┌──
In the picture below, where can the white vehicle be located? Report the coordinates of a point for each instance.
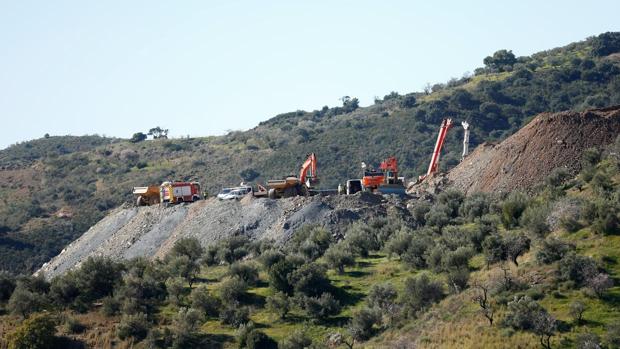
(224, 192)
(235, 193)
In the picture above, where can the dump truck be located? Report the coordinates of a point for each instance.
(296, 186)
(178, 192)
(146, 196)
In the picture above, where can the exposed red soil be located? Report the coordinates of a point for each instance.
(549, 141)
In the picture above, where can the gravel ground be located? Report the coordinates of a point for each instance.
(528, 157)
(151, 231)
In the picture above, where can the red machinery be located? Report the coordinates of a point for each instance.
(441, 138)
(308, 174)
(294, 186)
(176, 192)
(388, 171)
(384, 180)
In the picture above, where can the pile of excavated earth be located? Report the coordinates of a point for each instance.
(151, 231)
(518, 163)
(549, 141)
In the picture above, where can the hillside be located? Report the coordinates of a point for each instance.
(55, 188)
(483, 270)
(521, 162)
(150, 232)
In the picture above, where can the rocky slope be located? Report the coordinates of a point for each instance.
(524, 159)
(130, 232)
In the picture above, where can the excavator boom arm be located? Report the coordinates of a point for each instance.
(441, 138)
(308, 169)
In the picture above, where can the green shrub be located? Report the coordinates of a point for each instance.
(419, 211)
(512, 209)
(457, 279)
(612, 335)
(271, 257)
(7, 285)
(202, 301)
(234, 315)
(553, 249)
(73, 326)
(382, 296)
(110, 306)
(175, 288)
(25, 302)
(279, 274)
(246, 271)
(516, 245)
(338, 257)
(255, 339)
(362, 323)
(279, 304)
(320, 308)
(420, 292)
(475, 206)
(577, 268)
(296, 340)
(37, 332)
(232, 290)
(185, 329)
(415, 255)
(310, 280)
(361, 239)
(493, 248)
(534, 219)
(487, 225)
(452, 199)
(134, 326)
(438, 216)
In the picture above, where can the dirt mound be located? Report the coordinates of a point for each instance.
(130, 232)
(526, 158)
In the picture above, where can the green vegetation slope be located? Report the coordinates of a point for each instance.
(54, 188)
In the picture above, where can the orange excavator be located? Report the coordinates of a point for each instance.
(385, 179)
(446, 124)
(296, 186)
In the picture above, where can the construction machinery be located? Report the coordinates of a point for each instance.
(446, 124)
(384, 180)
(296, 186)
(178, 192)
(146, 196)
(465, 139)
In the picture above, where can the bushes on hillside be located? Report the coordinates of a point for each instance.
(512, 209)
(338, 257)
(39, 331)
(133, 326)
(552, 249)
(420, 292)
(203, 301)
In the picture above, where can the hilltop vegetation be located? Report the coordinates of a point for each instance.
(55, 188)
(515, 270)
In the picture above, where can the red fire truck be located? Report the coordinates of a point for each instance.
(177, 192)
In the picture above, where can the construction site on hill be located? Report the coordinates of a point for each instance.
(519, 162)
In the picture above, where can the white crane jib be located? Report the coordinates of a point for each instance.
(465, 140)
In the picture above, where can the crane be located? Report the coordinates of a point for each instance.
(465, 139)
(446, 124)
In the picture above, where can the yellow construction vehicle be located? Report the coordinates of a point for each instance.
(296, 186)
(146, 196)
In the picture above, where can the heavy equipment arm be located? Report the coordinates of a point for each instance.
(441, 138)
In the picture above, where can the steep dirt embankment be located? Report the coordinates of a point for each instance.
(151, 231)
(527, 157)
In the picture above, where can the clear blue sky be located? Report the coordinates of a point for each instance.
(204, 67)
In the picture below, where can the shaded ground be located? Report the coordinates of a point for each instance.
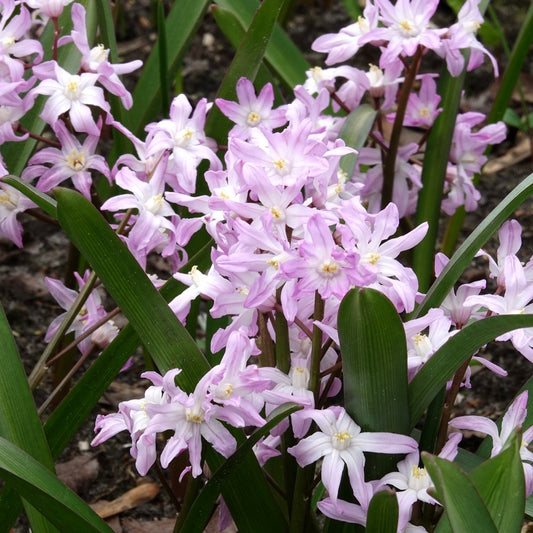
└──
* **What to do**
Collect every line of the data above that contains the string "construction", reproducing each line in full. Treat the match as case-sensitive.

* **Answer to the exercise**
In the picture above, where can the construction machinery be located? Report the coordinates of a point for each instance.
In the picture above, where can the construction site on hill be located? Report the coordinates of a point for each instance.
In the picture above, where can the yellow construction vehicle be located? Report the coordinates of a point for each instance.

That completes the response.